(Data supplied)

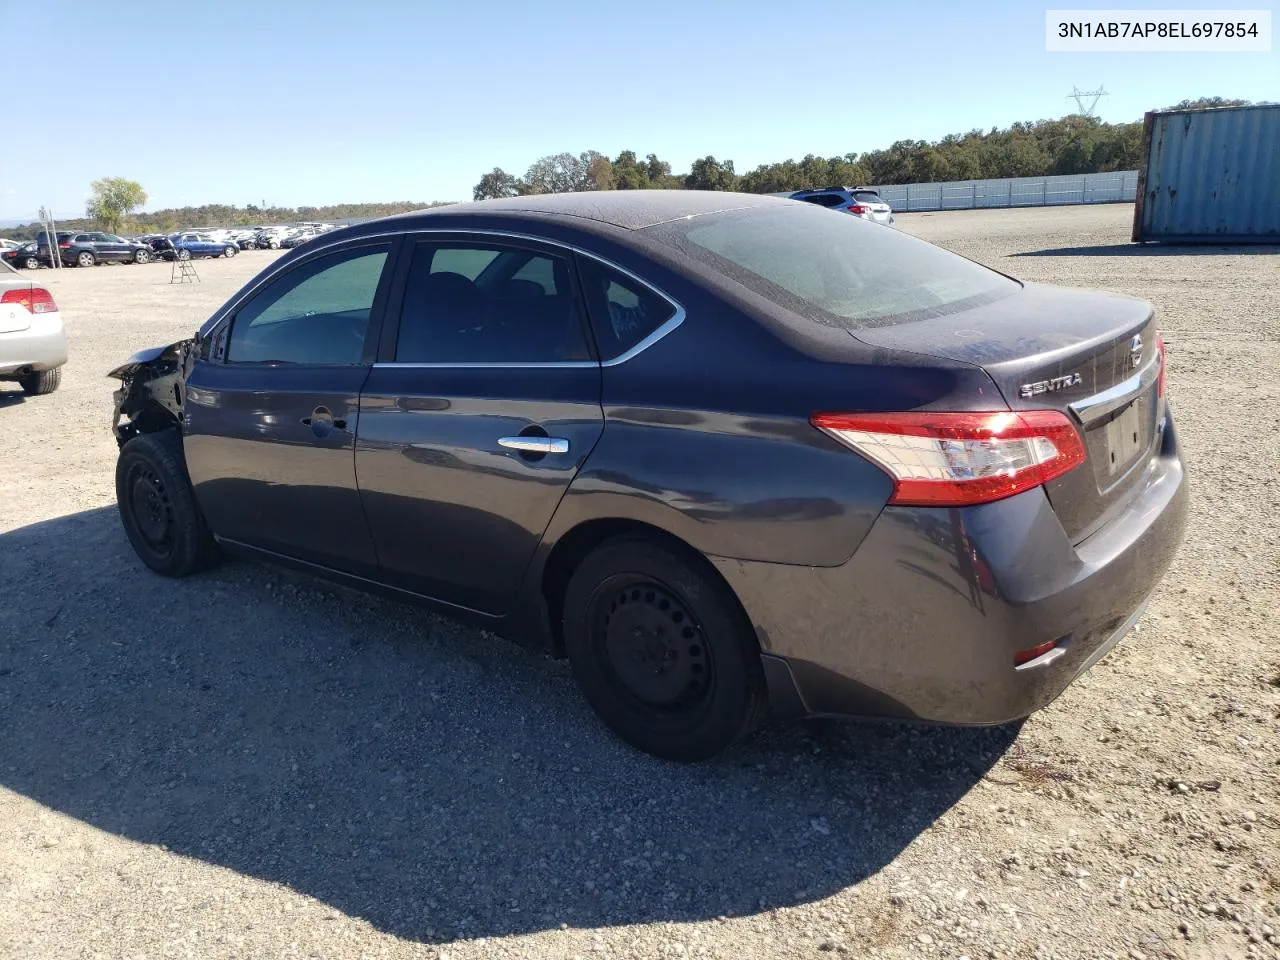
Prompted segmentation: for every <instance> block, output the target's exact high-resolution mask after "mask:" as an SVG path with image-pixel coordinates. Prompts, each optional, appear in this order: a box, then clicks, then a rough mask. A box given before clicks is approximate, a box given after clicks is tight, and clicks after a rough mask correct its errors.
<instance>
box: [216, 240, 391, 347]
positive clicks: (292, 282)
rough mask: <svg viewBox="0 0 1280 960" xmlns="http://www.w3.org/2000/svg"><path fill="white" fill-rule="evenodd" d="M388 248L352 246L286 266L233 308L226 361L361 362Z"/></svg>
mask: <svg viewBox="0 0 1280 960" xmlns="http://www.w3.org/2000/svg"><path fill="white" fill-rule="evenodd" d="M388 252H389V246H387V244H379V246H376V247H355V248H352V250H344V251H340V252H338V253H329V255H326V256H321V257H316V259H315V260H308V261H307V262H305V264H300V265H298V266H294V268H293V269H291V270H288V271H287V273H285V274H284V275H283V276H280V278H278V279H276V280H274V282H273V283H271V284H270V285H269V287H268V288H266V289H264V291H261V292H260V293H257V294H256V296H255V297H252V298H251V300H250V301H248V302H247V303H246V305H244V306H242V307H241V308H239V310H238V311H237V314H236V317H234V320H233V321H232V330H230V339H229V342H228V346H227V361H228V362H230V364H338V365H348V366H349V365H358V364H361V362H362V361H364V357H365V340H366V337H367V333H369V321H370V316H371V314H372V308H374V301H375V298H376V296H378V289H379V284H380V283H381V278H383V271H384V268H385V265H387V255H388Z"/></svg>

(End Data supplied)

Aim of the task => Please write out the records above again with "rough mask" switched to "coarse mask" throughout and everything else unchanged. Leave the pictures out of your answer.

Task answer =>
Prompted segmentation: for every <instance> block, output the target's exact high-resolution mask after "mask:" as an SVG path with image-pixel coordinates. Prompts, each optional, appear in this order: a box, then clicks, then a coarse mask. A box given before clicks is approximate, a box given after clicks is tight, and clicks after a coarse mask correct its errors.
<instance>
box: [216, 240, 391, 347]
positive clicks: (292, 282)
coarse mask: <svg viewBox="0 0 1280 960" xmlns="http://www.w3.org/2000/svg"><path fill="white" fill-rule="evenodd" d="M388 248L352 246L286 266L233 308L226 361L361 362Z"/></svg>
mask: <svg viewBox="0 0 1280 960" xmlns="http://www.w3.org/2000/svg"><path fill="white" fill-rule="evenodd" d="M388 252H389V246H387V244H379V246H376V247H355V248H352V250H344V251H340V252H338V253H329V255H326V256H321V257H316V259H315V260H308V261H307V262H305V264H300V265H298V266H294V268H293V269H291V270H288V271H287V273H285V274H284V275H283V276H280V278H278V279H276V280H274V282H273V283H271V284H270V285H269V287H268V288H266V289H264V291H261V292H260V293H257V294H256V296H255V297H252V298H251V300H250V301H248V302H247V303H246V305H244V306H242V307H241V308H239V310H238V311H237V314H236V317H234V320H233V321H232V330H230V339H229V342H228V346H227V361H228V362H230V364H338V365H348V366H349V365H358V364H361V362H362V361H364V357H365V340H366V337H367V333H369V321H370V316H371V314H372V308H374V301H375V298H376V296H378V289H379V284H380V283H381V278H383V271H384V268H385V265H387V255H388Z"/></svg>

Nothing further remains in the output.